* WHAT YOU WILL DO
• A. Return the part of the triathlon blog post that opens with the words containing "Swim - 35:23" and closes with "The Water Boy...", copying it exactly.
• B. According to the triathlon blog post, how long did the writer wait for the podium presentations?
• C. Extend the triathlon blog post, continuing from the end of its last paragraph.

* ARTICLE

+++

Carlos especially has drank the Mark Allen kool-aid and is training like a mad man. His improvement has been incredible. I hardly recognized Carlos arms, he now has veins running down his biceps that look like ropes. He was a world class swimmer as a kid and came out of the water in 28 minutes.

Overall the race was great. I loved the course. The competition was solid. The first 44 people finished under 5 hours and the first 168 people finished under 6 hours. The worst part of the race was waiting 2 hours for the podium presentations. I didn't want to leave without a photo for the blog. The medal was secondary. If I was to do it again, I'd leave earlier. On the ride home I was near falling a sleep and had to use strategies to stay awake.

I celebrated with some Amstel Light and KFC. Starting tomorrow it's back to eating well. I'm up 6 lbs to 186 lbs. It's been a LONG time since I've been over 185 lbs and I need to pull that back to around 180 lbs. I noticed I'm getting a little soft around the mid-section in the post race photo's. That's motivation enough.

Swim - 35:23 / 1:47 per 100 avg - 80 th fastest overall
T 1 - Long run to Transition - 2:13 / Transition 1:47
Bike - 2:30:08 / 36.0 kph avg / 36 th fastest overall
T2 - 55 seconds
Run - 1:42:28 / 4:52 per km average / 25th fastest overall
Overall - 4:52:28
Age Group - 2/25
Overall - 29 /269
8

Saturday, June 26, 2010

The Water Boy...

I was feeling tired with stiff legs this morning and I'm not sure why. I had a decent amount of beers last night, but not too much, and we got to bed around midnight, which is early for a weekend.

Even though I have a Half Ironman tomorrow, I couldn't not celebrate our Anniversary last night. That wouldn't be fair to Alice, and the wisdom is in "knowing when to hold them and know when to fold them".

It was tough to walk until around 7 pm tonight when I started changing a flat tire on my race wheels. The movement helped loosen me up.

I hate fixing flats on those wheels. The tire bead is so tight, it is near impossible to put it back on. I've been training with my regular wheels for a while now and was debating if I should even put the race wheels on for tomorrow. I was even considering using my 25 year old Centurion. I would have if it had cadence on the speedometer. I'm curious to see how much of a difference a bike makes.

+++

* MATERIAL
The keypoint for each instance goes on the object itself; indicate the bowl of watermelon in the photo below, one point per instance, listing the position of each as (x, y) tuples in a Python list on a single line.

+++

* RESULTS
• A.
Swim - 35:23 / 1:47 per 100 avg - 80 th fastest overall
T 1 - Long run to Transition - 2:13 / Transition 1:47
Bike - 2:30:08 / 36.0 kph avg / 36 th fastest overall
T2 - 55 seconds
Run - 1:42:28 / 4:52 per km average / 25th fastest overall
Overall - 4:52:28
Age Group - 2/25
Overall - 29 /269
8

Saturday, June 26, 2010

The Water Boy...

• B. Two hours.

• C.
My concern on why not to use the race wheels was the possibility of getting another flat on them. I wasn't sure if the previous flat was caused by something that was still in the tire and would puncture a new tube as well. I spent a lot of time checking the inside of the tire and removing any dirt. I then examined the old tube and realized it was a stem problem.

I ended up putting the race wheels on for the race and took the bike for a short spin. Good thing I did. The speedometer magnet moved out of place and I wasn't getting my speed readings half way through the ride. I would have hated for that to have happened during the race.

I thought I was going to get in some afternoon of napping but was so busy with Internet related work stuff and catching up on writing yesterday's blog post. I didn't finish working until 7 pm and then started getting ready for tomorrows race. I've decided to get up early and do the 90 minute drive from home. Carlos offered me to stay with him in his hotel room but I figured I'd get a better sleep in my own bed.

This morning I was up at 7 am for Reid's Time Trial swim meet. We got to the pool only to learn they gave us the wrong time, it was an hour later than we thought. Maybe it was a good thing. With the G20 in Toronto, we had some detouring to do in order to get to the pool.

I still can't get over that it is costing Canada $1 billion dollars to have these world leaders here for only 4 days. It beyond belief. They showed the Canadian protesters on TV, very passive. Lots of granola eaters sitting on the ground cross legged and playing the guitar. Stoned I presume. Gillette wouldn't do well with these people, lots of hair and the men where scruffy too.

Reid was a little nervous until he got in the pool area. He had some misfortune on his 100 meter free style time trial. At the turn, as he was breathing every fourth stroke and took in water on the flip turn. It stopped him in his tracks. It took him a while to catch his breath and then he started up again and made one more pit stop at the 50 meter point.

It was a shame. I took video of him and figured out his time by removing his stops. Had he not taken in water, he would have been about a 1:35, which is an amazingly good time. With that speed, he could give me a run for my money and beat me on any given day. In only two months he has went from a 2-2:20 to a 1:35.

His only other time trial was a 50 meter free style and he did that one in 45 seconds. Another unbelievable time. I think my best is 40-42 seconds. Reid is definitely a natural at swimming. I think he could even swim faster if he had a killer instint. His nature is very passive, he'll aways be the last kid in line to do a practice drill.

I've got to say I'm very proud of Reid. Tonight for example, even though it was not on his training schedule, he decided to go for a run for no reason. He told Alice and I yesterday that his bones don't feel sore anymore since he started running and now he can run without side stitches.

It's a shame he doesn't want to continue with the club. He did tell Alice he wants a swim pass for the local pool so he can swim on his own. He really does like swimming. This week he's going to come swimming with me a couple of times. He has to make up a couple of swims because the club cancelled those days. He's only missed one session due to sickness and he made that one up a week later.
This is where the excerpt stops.